> _DIRECTIONS FOR THIS TASK_: Transcribe the full listing below exactly.

::::::::

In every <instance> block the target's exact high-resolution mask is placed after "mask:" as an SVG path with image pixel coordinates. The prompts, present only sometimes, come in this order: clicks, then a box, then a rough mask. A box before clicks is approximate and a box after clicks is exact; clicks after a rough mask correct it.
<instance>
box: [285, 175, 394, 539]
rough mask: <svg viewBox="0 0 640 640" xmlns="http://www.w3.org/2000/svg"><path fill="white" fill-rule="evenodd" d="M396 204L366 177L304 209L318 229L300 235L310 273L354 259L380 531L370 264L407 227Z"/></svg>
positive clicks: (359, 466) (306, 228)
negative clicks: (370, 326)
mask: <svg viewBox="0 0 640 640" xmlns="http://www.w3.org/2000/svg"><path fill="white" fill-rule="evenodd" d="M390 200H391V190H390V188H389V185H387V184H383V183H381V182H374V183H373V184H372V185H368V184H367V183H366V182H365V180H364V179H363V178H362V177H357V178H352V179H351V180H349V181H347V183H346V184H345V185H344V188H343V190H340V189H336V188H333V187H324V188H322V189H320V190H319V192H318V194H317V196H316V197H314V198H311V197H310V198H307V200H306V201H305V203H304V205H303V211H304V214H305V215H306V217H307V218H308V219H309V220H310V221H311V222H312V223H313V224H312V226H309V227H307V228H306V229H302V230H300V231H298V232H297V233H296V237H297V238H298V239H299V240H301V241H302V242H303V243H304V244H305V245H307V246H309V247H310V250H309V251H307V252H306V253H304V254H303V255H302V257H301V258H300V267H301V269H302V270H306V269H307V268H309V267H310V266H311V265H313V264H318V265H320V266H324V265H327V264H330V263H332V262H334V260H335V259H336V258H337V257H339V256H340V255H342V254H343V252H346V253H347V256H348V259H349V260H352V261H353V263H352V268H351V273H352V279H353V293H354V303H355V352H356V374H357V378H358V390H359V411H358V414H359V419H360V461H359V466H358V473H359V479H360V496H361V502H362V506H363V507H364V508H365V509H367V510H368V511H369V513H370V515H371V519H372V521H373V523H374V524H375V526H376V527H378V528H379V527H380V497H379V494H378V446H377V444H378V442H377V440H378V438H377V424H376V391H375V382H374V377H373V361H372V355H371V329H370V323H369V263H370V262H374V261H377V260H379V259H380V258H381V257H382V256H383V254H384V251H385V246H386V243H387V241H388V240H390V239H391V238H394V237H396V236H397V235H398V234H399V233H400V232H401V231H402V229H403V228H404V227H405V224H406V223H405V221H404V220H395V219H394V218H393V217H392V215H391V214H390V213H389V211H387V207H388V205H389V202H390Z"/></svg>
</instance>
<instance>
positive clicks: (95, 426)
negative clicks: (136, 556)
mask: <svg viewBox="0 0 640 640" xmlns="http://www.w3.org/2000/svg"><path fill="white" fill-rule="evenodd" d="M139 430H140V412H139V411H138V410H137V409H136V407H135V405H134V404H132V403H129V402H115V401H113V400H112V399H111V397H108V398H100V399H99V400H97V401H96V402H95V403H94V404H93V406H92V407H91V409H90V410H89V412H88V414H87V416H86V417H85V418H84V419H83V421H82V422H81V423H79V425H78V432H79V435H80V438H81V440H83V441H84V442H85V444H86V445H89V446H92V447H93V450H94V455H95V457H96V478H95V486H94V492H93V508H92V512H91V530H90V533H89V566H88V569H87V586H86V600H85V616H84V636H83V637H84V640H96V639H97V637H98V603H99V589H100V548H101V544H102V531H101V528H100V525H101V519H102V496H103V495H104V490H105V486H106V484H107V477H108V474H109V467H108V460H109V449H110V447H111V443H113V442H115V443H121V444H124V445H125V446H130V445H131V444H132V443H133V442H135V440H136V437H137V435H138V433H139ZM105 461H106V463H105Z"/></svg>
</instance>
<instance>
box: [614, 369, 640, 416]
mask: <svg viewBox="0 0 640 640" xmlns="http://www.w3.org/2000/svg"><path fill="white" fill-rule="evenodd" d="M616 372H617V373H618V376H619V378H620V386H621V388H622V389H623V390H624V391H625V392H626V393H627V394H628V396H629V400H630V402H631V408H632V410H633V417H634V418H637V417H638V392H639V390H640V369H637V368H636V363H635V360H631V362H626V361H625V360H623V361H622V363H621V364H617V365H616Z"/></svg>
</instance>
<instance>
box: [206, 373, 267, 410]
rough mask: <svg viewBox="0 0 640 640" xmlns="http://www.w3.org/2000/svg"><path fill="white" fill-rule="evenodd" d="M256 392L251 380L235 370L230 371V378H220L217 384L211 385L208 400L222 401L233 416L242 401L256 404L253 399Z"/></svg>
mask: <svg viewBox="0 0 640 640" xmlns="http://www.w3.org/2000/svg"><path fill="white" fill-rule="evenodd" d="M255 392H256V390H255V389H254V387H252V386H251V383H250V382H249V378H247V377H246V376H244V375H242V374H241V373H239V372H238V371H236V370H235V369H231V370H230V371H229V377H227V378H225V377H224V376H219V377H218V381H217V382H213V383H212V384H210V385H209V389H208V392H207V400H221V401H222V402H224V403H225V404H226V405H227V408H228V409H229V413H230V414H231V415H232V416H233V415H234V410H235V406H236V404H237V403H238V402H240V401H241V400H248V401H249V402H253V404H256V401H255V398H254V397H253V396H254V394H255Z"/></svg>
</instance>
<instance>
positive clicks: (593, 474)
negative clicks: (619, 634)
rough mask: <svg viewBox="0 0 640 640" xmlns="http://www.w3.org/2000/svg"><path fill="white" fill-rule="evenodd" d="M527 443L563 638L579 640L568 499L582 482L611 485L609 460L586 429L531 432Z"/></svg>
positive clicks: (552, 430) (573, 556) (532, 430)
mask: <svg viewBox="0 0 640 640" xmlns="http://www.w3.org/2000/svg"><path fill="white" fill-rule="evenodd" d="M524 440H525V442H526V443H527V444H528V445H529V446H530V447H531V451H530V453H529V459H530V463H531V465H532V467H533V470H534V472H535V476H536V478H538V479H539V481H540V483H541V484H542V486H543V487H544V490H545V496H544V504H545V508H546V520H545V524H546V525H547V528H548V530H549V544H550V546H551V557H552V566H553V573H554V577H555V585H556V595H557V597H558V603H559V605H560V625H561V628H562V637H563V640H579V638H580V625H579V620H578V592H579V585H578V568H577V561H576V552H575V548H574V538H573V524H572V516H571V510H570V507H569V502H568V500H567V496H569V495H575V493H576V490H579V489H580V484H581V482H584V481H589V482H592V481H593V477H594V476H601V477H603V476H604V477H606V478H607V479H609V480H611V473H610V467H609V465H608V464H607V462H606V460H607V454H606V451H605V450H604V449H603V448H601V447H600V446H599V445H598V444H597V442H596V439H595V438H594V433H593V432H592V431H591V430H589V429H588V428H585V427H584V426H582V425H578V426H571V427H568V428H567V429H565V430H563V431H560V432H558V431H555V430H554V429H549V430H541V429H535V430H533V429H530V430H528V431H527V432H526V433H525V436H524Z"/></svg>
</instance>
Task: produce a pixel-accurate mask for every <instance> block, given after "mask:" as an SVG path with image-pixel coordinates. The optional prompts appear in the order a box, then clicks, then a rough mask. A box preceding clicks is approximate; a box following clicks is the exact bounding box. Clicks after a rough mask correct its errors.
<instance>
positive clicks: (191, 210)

::::::::

> _RESPONSE TO THE EXERCISE_:
In every <instance> block the target's exact high-resolution mask is placed after "mask:" as an SVG path with image pixel coordinates. The prompts, present only sometimes, come in this order: clicks, then a box, then a rough mask. A box before clicks is approximate and a box after clicks is exact; clicks after a rough mask correct it.
<instance>
box: [285, 175, 394, 539]
rough mask: <svg viewBox="0 0 640 640" xmlns="http://www.w3.org/2000/svg"><path fill="white" fill-rule="evenodd" d="M396 204L366 177L304 209L318 229L300 235L310 273L354 259L380 531L370 264L407 227Z"/></svg>
positive clicks: (359, 466) (306, 228)
negative clicks: (370, 326)
mask: <svg viewBox="0 0 640 640" xmlns="http://www.w3.org/2000/svg"><path fill="white" fill-rule="evenodd" d="M390 200H391V190H390V188H389V185H387V184H383V183H381V182H374V183H373V184H372V185H368V184H367V183H366V182H365V180H364V179H363V178H362V177H357V178H352V179H351V180H349V181H347V183H346V184H345V185H344V188H343V190H340V189H336V188H333V187H324V188H322V189H320V190H319V192H318V194H317V196H316V197H314V198H311V197H310V198H307V200H306V201H305V203H304V205H303V211H304V214H305V215H306V217H307V218H308V219H309V220H310V221H311V222H312V223H313V224H312V226H309V227H307V228H306V229H302V230H300V231H298V232H297V233H296V237H297V238H298V239H299V240H301V241H302V242H303V243H304V244H305V245H307V246H309V247H310V250H309V251H307V252H306V253H304V254H303V255H302V257H301V258H300V267H301V269H302V270H306V269H307V268H309V267H310V266H311V265H313V264H318V265H320V266H324V265H327V264H330V263H332V262H334V260H335V259H336V258H337V257H339V256H340V255H342V254H343V252H346V253H347V256H348V259H349V260H352V261H353V263H352V268H351V273H352V279H353V293H354V303H355V352H356V374H357V378H358V390H359V411H358V414H359V419H360V461H359V466H358V473H359V479H360V496H361V502H362V506H363V507H364V508H365V509H367V510H368V511H369V513H370V515H371V519H372V521H373V523H374V524H375V526H376V527H378V528H379V527H380V497H379V494H378V446H377V444H378V442H377V440H378V438H377V424H376V391H375V382H374V377H373V361H372V355H371V329H370V323H369V263H370V262H374V261H377V260H379V259H380V258H381V257H382V256H383V254H384V251H385V246H386V243H387V241H388V240H390V239H391V238H394V237H396V236H397V235H398V234H399V233H400V232H401V231H402V229H403V228H404V227H405V224H406V223H405V221H404V220H395V219H394V218H393V217H392V215H391V214H390V213H389V211H387V207H388V205H389V202H390Z"/></svg>
</instance>
<instance>
positive clicks: (95, 426)
negative clicks: (136, 556)
mask: <svg viewBox="0 0 640 640" xmlns="http://www.w3.org/2000/svg"><path fill="white" fill-rule="evenodd" d="M139 430H140V412H139V411H138V410H137V409H136V407H135V405H134V404H132V403H129V402H115V401H113V400H112V399H111V397H108V398H100V399H99V400H97V401H96V402H95V403H94V404H93V406H92V407H91V409H90V410H89V412H88V414H87V416H86V417H85V418H84V419H83V421H82V422H81V423H79V425H78V432H79V435H80V438H81V440H83V441H84V442H85V444H86V445H89V446H92V447H93V450H94V455H95V457H96V478H95V486H94V492H93V508H92V512H91V530H90V533H89V566H88V569H87V586H86V600H85V616H84V636H83V637H84V640H96V639H97V637H98V603H99V589H100V548H101V544H102V531H101V528H100V525H101V519H102V496H103V495H104V490H105V486H106V484H107V477H108V474H109V467H108V460H109V449H110V447H111V443H113V442H115V443H121V444H124V445H125V446H130V445H131V444H132V443H133V442H135V440H136V437H137V435H138V433H139ZM105 461H106V463H105Z"/></svg>
</instance>
<instance>
box: [614, 369, 640, 416]
mask: <svg viewBox="0 0 640 640" xmlns="http://www.w3.org/2000/svg"><path fill="white" fill-rule="evenodd" d="M616 372H617V373H618V376H619V378H620V386H621V388H622V389H623V390H624V391H625V392H626V393H627V394H628V396H629V400H630V402H631V408H632V410H633V417H634V418H637V417H638V392H639V390H640V369H637V368H636V363H635V360H631V362H626V361H625V360H623V361H622V363H621V364H617V365H616Z"/></svg>
</instance>
<instance>
box: [206, 373, 267, 410]
rough mask: <svg viewBox="0 0 640 640" xmlns="http://www.w3.org/2000/svg"><path fill="white" fill-rule="evenodd" d="M256 392L251 380L235 370L230 371V378H220L217 384L211 385L208 400L222 401L233 416L242 401L256 404L253 399Z"/></svg>
mask: <svg viewBox="0 0 640 640" xmlns="http://www.w3.org/2000/svg"><path fill="white" fill-rule="evenodd" d="M255 392H256V390H255V389H254V387H252V386H251V383H250V382H249V378H247V377H246V376H244V375H242V374H241V373H239V372H238V371H236V370H235V369H231V370H230V371H229V377H227V378H225V377H224V376H219V377H218V381H217V382H213V383H212V384H210V385H209V389H208V392H207V400H221V401H222V402H224V403H225V404H226V405H227V408H228V409H229V413H230V414H231V415H232V416H233V415H234V410H235V406H236V404H237V403H238V402H240V401H241V400H248V401H249V402H253V404H256V401H255V398H254V397H253V396H254V394H255Z"/></svg>
</instance>
<instance>
positive clicks: (593, 474)
negative clicks: (619, 634)
rough mask: <svg viewBox="0 0 640 640" xmlns="http://www.w3.org/2000/svg"><path fill="white" fill-rule="evenodd" d="M527 443L563 638L579 640L568 499L582 482L611 485L609 460L586 429L531 432Z"/></svg>
positive clicks: (552, 430) (573, 556) (532, 430)
mask: <svg viewBox="0 0 640 640" xmlns="http://www.w3.org/2000/svg"><path fill="white" fill-rule="evenodd" d="M524 440H525V442H526V443H527V444H528V445H529V446H530V447H531V451H530V453H529V459H530V463H531V465H532V467H533V470H534V472H535V476H536V478H538V479H539V481H540V483H541V484H542V486H543V487H544V490H545V496H544V504H545V508H546V520H545V524H546V525H547V528H548V530H549V544H550V546H551V557H552V566H553V573H554V577H555V585H556V595H557V597H558V603H559V605H560V625H561V628H562V637H563V640H579V638H580V625H579V620H578V592H579V585H578V568H577V561H576V552H575V548H574V538H573V524H572V516H571V510H570V507H569V502H568V500H567V496H569V495H575V493H576V490H579V489H580V484H581V482H584V481H589V482H592V481H593V477H594V476H601V477H603V476H604V477H606V478H607V479H609V480H611V473H610V467H609V465H608V464H607V462H606V460H607V454H606V451H605V450H604V449H603V448H601V447H600V446H599V445H598V444H597V442H596V439H595V438H594V433H593V432H592V431H591V430H589V429H588V428H585V427H584V426H582V425H578V426H571V427H568V428H567V429H565V430H563V431H560V432H558V431H555V430H554V429H549V430H541V429H535V430H533V429H530V430H528V431H527V432H526V433H525V436H524Z"/></svg>
</instance>
Task: produce a pixel-accurate mask for every <instance> block, given after "mask:" as an SVG path with image-pixel coordinates. The optional prompts appear in the order a box, then clicks, then a rough mask. A box preceding clicks is approximate; a box following clicks is the exact bounding box. Clicks after a rough mask correct its errors.
<instance>
positive clicks: (191, 210)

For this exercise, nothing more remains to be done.